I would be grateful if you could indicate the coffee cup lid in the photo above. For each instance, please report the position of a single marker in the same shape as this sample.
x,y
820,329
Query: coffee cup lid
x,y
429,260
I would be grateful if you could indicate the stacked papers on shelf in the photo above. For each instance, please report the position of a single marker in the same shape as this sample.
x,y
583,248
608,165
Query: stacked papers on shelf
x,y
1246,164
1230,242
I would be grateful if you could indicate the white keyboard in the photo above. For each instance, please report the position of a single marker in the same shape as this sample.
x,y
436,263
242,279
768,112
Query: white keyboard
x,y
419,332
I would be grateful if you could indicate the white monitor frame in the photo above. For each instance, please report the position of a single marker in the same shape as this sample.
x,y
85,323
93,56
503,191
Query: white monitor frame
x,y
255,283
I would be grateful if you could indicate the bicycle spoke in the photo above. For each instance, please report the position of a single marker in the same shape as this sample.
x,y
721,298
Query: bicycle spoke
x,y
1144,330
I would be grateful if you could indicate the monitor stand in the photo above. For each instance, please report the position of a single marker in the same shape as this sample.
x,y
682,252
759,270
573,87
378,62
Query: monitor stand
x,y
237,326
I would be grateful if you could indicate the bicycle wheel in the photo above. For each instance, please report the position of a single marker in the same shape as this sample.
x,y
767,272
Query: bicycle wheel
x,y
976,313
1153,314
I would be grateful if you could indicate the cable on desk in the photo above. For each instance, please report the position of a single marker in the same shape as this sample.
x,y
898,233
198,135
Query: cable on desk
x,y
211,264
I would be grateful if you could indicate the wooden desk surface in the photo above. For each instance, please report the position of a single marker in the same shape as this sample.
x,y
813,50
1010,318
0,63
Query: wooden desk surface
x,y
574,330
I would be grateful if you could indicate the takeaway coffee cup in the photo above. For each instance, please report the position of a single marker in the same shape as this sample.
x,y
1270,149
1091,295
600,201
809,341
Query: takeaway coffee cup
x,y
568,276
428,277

• • •

◆ **Problem**
Give back the rows from the line with "I would be grateful if you could indicate the monitor" up to and including the last row, switching "bicycle" to "bike" and leaving everything else unchanged.

◆ **Correct answer**
I would be grateful if you could indicate the monitor stand in the photo above. For each instance, please report the position of a single marker in the same shape as this sample.
x,y
682,252
759,270
573,87
378,62
Query: monitor stand
x,y
237,326
I would be grateful if you could indicate the bike wheel in the photo above. For each instance, please report the position of a single marker in the same shape as this sample.
x,y
767,272
Query: bike wheel
x,y
976,313
1153,314
I would be grateful if you could indicate the cable on desk in the photo above. For each instance, please report the position of a single marker in the same shape as this sample.
x,y
898,233
198,135
Query: cable on desk
x,y
211,264
I would be grateful if you could indicate the wooden desk surface in the photo above. For each instance, please report the position of a single marker in the same shape as this sample.
x,y
813,50
1010,318
0,63
Query: wooden desk surface
x,y
574,330
I would be grateful if you could indicate the takeaway coffee cup in the photo above. For each instance, please report the position of a single marker in the same shape as this sample.
x,y
1270,149
1091,295
600,201
809,341
Query: takeaway coffee cup
x,y
568,276
428,277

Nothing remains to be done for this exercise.